**** Task material

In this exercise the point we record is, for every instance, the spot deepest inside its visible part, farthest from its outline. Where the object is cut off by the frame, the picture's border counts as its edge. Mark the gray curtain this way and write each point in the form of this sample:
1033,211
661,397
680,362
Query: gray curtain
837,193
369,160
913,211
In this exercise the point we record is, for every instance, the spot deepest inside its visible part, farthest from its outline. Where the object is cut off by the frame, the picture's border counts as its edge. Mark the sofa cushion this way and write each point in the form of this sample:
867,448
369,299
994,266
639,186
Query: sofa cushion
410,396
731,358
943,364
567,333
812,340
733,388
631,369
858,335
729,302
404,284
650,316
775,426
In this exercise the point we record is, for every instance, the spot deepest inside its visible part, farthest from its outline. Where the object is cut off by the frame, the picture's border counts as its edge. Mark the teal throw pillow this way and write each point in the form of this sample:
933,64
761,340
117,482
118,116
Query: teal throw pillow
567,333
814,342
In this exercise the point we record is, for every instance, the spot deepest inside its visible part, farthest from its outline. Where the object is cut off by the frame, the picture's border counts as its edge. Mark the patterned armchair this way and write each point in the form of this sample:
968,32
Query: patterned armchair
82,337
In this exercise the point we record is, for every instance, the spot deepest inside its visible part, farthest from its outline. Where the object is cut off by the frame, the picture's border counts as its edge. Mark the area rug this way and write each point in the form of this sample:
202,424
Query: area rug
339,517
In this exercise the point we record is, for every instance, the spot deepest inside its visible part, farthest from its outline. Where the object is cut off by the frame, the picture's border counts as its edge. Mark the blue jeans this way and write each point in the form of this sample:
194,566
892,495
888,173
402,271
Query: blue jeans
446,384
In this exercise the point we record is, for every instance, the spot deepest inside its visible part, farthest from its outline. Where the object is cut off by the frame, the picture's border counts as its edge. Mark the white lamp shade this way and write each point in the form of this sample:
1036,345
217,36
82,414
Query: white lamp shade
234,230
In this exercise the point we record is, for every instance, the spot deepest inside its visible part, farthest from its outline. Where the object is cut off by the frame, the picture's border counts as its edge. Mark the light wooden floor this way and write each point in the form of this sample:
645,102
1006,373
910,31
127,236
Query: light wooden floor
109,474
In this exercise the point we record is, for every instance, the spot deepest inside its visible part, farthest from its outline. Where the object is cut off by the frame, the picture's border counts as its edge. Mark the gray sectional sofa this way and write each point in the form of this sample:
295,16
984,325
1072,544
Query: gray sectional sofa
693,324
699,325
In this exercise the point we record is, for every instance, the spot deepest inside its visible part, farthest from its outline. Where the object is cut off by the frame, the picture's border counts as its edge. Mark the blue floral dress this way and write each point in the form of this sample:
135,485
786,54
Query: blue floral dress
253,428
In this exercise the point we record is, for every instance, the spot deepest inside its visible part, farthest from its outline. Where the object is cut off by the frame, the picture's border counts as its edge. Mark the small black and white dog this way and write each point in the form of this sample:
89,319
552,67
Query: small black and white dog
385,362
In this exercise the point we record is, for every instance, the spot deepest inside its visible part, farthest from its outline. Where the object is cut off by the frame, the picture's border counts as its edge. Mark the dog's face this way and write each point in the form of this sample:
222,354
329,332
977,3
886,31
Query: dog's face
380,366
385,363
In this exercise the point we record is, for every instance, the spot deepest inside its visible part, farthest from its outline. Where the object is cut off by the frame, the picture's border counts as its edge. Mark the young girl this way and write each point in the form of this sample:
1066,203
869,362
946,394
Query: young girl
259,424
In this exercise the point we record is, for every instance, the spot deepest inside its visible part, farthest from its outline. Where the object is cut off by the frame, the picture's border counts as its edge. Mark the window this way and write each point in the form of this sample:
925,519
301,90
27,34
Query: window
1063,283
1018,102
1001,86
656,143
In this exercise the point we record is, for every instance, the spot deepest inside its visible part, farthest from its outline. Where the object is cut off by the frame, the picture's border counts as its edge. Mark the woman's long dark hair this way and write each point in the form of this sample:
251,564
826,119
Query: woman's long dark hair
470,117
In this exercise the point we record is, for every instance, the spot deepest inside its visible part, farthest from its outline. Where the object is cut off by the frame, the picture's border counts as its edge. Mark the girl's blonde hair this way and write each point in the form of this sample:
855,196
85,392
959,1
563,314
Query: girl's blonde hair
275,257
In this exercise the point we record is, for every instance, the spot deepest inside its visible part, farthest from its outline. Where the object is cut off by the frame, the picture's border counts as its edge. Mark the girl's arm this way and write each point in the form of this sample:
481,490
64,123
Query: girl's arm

********

[Task goal]: Nothing but the lines from the line with "Mark the young" to the last line of the listing above should appear; please retype them exactly, both ends included.

[Solution to the exercise]:
In this exercise the point we record is, for every instance, the spot deepest inside its visible part, farthest from its outline. Where the object is cut off by the frame, the picture's border counts as its edge. Mark the young girl this way and write each point in the form of this sample:
1066,203
869,362
946,394
Query: young girl
259,424
In this exercise the point we record is, for every instance, the spot deepest inside its visible part, farthest from its outline. Where the object is cut off by the frame, the picture's border counts as its edge. Mark the window this way and write each point in the form of this sample:
925,519
301,90
27,34
Query: window
1063,283
1018,102
1001,86
656,143
In this exercise the point we record is, for every instance, the spot deepest inside its visible part, farthest from its outline. Where the object is cut off by the frame, the picture's border counts as its edge. Mark the woman's long dark hair this way and write each point in the form of this sample:
251,564
826,119
Query: woman's long dark hair
470,117
In this exercise the point we record is, for every instance, the spot deepest inside its visible part, farthest from its outline. Where the object is cut off by the frame, the picture's border counts as its edge. Mark the girl's blonde hair this way and write each point in the form of this sample:
855,196
85,392
959,1
563,314
Query: girl's blonde hair
275,257
In this exercise the point we record is, for every instance, the spot deepest inside its visible part, farthest from its outline. Where the object is cut off by the frame, the picture's border counts as its edge. Mark the girl's arm this way and write each point in the form of this sample:
481,490
64,123
Query: girl's arm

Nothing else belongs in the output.